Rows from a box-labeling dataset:
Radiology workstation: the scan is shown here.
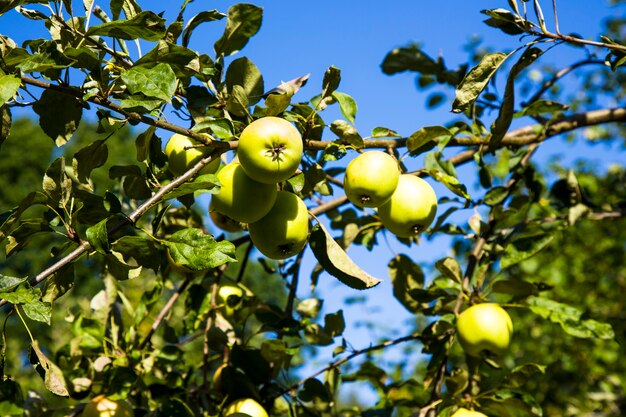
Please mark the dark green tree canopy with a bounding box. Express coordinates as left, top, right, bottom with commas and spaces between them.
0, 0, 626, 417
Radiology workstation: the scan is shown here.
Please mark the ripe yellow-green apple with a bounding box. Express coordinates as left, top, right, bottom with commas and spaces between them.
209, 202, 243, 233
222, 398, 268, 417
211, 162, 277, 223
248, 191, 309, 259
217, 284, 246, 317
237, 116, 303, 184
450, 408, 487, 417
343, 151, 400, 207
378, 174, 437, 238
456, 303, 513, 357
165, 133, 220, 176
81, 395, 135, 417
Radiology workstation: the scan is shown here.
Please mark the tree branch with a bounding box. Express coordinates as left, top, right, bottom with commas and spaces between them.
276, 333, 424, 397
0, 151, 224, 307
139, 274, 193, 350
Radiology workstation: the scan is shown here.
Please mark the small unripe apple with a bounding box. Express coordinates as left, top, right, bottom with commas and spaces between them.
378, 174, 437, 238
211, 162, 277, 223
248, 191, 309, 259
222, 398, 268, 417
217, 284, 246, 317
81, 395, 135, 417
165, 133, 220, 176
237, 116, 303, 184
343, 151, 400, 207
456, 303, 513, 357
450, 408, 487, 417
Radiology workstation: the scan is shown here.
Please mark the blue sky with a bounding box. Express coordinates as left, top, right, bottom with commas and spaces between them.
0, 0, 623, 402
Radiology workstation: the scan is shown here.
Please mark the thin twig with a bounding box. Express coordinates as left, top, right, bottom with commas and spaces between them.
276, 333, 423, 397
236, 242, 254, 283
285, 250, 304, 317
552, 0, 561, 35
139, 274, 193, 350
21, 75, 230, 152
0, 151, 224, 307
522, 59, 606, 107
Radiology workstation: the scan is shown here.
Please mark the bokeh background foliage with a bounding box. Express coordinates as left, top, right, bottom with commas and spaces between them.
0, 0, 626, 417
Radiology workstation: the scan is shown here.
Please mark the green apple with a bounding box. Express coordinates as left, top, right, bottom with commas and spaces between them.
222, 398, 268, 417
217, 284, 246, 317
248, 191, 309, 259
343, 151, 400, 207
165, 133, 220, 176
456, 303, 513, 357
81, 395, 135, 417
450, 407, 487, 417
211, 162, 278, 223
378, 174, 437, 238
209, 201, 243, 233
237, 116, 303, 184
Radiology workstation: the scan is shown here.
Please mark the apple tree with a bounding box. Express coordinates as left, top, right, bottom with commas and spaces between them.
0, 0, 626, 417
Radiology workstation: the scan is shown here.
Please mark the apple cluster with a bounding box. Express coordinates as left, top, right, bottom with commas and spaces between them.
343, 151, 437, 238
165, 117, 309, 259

* * *

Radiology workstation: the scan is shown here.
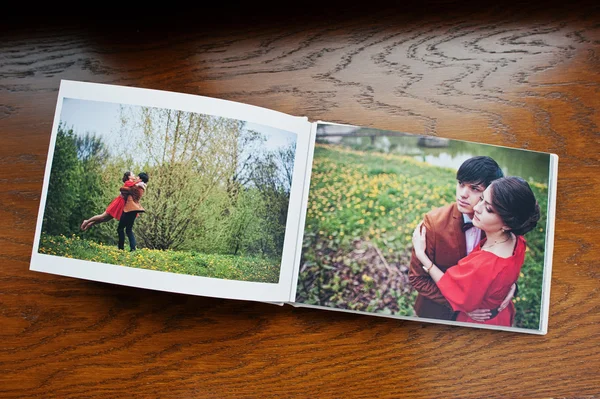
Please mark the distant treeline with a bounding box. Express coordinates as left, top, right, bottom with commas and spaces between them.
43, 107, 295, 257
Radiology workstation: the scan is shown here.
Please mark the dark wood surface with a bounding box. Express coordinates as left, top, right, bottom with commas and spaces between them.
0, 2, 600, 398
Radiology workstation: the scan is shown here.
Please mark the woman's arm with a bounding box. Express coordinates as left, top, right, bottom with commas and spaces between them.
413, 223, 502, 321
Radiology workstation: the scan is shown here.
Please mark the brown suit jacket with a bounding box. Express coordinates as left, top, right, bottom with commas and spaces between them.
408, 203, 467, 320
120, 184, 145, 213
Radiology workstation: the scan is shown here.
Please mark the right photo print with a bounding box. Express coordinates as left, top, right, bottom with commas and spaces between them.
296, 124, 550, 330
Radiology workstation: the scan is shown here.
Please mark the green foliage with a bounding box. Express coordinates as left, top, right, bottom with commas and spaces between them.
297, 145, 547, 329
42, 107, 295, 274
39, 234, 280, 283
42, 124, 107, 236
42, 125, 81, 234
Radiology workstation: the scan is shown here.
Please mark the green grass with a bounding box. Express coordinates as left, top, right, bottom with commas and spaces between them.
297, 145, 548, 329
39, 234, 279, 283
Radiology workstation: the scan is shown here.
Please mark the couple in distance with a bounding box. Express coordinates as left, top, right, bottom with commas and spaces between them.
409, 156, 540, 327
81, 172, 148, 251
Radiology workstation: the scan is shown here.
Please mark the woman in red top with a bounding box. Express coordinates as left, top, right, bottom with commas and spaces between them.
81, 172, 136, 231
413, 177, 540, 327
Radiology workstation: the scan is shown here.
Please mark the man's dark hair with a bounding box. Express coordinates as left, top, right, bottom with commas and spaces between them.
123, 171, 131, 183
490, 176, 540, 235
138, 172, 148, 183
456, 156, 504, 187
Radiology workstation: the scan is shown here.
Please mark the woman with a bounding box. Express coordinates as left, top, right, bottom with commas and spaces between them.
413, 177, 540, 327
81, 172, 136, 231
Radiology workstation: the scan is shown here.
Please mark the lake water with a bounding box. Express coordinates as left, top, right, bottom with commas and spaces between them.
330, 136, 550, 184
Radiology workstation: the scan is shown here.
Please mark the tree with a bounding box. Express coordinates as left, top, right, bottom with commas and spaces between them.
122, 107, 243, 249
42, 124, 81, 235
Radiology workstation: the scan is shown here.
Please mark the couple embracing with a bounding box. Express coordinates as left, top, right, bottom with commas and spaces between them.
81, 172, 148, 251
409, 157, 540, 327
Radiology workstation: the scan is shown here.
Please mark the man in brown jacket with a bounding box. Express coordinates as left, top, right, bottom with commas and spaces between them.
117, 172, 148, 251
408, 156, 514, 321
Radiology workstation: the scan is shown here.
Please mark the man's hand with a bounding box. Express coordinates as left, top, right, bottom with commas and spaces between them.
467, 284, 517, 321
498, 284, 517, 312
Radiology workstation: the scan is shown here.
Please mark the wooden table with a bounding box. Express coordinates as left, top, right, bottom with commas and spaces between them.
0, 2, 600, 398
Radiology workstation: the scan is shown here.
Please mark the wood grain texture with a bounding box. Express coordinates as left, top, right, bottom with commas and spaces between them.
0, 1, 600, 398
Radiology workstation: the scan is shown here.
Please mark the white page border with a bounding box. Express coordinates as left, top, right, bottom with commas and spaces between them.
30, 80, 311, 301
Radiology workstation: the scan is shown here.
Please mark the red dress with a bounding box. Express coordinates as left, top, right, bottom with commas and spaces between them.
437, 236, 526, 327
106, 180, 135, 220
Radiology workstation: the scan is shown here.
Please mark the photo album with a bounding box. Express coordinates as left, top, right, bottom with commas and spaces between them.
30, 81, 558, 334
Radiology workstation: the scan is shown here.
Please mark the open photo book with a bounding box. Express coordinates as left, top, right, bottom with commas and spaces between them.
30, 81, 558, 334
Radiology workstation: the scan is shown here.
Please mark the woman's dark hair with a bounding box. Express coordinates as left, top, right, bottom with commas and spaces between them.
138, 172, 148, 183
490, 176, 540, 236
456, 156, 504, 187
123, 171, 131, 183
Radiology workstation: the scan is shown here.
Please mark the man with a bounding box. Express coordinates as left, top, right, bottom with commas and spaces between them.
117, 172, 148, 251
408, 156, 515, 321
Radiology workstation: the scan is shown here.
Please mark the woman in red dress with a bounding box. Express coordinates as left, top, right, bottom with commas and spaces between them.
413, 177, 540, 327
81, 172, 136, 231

Goal of the exercise: Report every line in the rows above that contains the string "hair", copying each line in full. Matching is case-sensitive.

Answer to the task:
Please mark the man's dark hair with a bounding box. Express coordinates as left, top, right, bottom with commas and spaces between them.
Please mark the woman's dark hair with a bounding box. Express coordinates as left, top, right, bottom with commas and spaces between them.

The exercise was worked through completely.